> [Written exercise] Output the line that contains "In the picture above, where can the grass" and every line after it to the end of the entries, with nothing added or left out.

........

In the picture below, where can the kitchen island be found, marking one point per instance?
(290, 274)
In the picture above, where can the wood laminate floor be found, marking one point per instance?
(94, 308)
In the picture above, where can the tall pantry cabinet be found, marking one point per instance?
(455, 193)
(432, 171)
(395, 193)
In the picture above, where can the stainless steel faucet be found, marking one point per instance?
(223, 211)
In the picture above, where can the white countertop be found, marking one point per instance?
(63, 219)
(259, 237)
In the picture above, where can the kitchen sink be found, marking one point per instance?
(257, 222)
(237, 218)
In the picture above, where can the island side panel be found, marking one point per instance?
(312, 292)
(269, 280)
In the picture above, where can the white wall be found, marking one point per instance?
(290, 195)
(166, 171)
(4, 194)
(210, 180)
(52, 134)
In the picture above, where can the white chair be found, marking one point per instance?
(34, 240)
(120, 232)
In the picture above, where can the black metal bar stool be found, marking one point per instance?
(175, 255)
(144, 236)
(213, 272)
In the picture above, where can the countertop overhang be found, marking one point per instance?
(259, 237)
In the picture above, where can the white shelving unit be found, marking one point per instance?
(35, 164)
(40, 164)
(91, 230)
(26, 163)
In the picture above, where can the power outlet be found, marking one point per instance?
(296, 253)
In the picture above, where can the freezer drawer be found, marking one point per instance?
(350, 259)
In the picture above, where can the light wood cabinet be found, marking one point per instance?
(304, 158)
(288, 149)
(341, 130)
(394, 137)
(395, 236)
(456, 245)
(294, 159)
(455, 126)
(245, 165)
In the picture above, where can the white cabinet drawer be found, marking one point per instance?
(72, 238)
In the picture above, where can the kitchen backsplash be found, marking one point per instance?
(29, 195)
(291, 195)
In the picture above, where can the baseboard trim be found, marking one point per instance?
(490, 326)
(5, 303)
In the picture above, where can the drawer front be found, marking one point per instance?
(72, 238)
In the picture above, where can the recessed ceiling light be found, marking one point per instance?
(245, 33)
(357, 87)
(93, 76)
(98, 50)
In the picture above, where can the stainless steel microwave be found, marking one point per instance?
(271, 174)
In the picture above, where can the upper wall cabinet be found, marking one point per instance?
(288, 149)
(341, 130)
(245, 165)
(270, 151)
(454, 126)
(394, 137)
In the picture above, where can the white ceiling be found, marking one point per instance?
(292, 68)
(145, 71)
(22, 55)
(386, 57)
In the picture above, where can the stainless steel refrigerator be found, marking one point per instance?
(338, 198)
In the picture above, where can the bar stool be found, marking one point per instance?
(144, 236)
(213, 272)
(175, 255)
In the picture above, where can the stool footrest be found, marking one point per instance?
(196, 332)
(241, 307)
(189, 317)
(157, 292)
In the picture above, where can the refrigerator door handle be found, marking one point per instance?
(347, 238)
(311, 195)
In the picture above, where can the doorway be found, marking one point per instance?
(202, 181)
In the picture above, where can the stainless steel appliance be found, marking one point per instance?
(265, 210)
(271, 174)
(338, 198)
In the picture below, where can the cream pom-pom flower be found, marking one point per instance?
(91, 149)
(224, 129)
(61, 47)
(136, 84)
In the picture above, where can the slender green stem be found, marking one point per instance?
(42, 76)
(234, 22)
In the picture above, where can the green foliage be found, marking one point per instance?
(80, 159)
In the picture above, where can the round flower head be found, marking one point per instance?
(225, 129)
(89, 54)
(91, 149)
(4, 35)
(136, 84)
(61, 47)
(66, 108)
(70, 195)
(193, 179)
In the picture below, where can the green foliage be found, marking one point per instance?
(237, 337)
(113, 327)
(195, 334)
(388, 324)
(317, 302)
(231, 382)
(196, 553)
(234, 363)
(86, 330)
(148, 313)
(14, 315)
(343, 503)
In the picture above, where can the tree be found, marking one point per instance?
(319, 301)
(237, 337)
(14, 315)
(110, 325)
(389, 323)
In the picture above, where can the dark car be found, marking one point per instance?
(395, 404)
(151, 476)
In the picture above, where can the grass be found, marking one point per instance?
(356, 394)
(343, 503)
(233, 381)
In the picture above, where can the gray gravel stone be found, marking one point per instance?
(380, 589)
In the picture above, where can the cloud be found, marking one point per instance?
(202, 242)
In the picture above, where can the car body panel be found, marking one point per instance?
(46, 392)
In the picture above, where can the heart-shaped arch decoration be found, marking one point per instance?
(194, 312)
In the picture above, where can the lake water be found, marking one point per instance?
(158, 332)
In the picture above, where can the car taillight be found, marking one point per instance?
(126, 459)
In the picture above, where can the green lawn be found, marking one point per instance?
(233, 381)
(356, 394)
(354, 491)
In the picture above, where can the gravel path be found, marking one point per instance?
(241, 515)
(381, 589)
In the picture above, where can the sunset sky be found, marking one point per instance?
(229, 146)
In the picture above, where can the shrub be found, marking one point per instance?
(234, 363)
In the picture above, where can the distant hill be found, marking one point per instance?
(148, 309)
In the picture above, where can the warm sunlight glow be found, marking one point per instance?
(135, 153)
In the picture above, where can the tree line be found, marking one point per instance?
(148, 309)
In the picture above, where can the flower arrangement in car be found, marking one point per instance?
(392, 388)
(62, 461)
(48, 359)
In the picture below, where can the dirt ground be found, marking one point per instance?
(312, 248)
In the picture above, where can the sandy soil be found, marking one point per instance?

........

> [Result of this exercise]
In the picture above, where can the grass be found, marking one point per instance?
(356, 394)
(343, 503)
(233, 381)
In the picture above, where can the gray gravel stone be found, marking one point per instance?
(380, 589)
In the picture above, where can the cloud be found, marking one point per instance?
(202, 242)
In the picture above, where can the car body panel be found, marking one point per instance?
(46, 392)
In the picture above, where can the heart-shaped arch decoration be found, marking one point per instance?
(194, 312)
In the picture above, where can the lake water be found, marking one point per instance?
(158, 332)
In the picture above, where can the car taillight be found, marking one point per instance?
(126, 459)
In the picture above, where can the green lawn be found, marking one point per instance?
(233, 381)
(356, 394)
(354, 491)
In the picture above, where can the gravel path be found, marking one point per instance?
(241, 515)
(381, 589)
In the picture above, where can the sunset sky be found, marking one point per instance?
(229, 146)
In the picture above, where can the shrub be found, marking one point per instance?
(234, 363)
In the picture above, where can the distant hill be found, marking one point per instance?
(148, 309)
In the picture above, where can the warm sunlight glow be found, marking one point per instance?
(135, 153)
In the picture above, where can the tree line be found, marking one point per instance?
(148, 309)
In the picture above, where can the flower arrangement in car be found, marking one point per instance?
(392, 388)
(62, 461)
(48, 359)
In the picture below, where can the dirt ground be found, marking one point per instance?
(312, 248)
In the picture above, where can the sandy soil be found, marking one point per instance?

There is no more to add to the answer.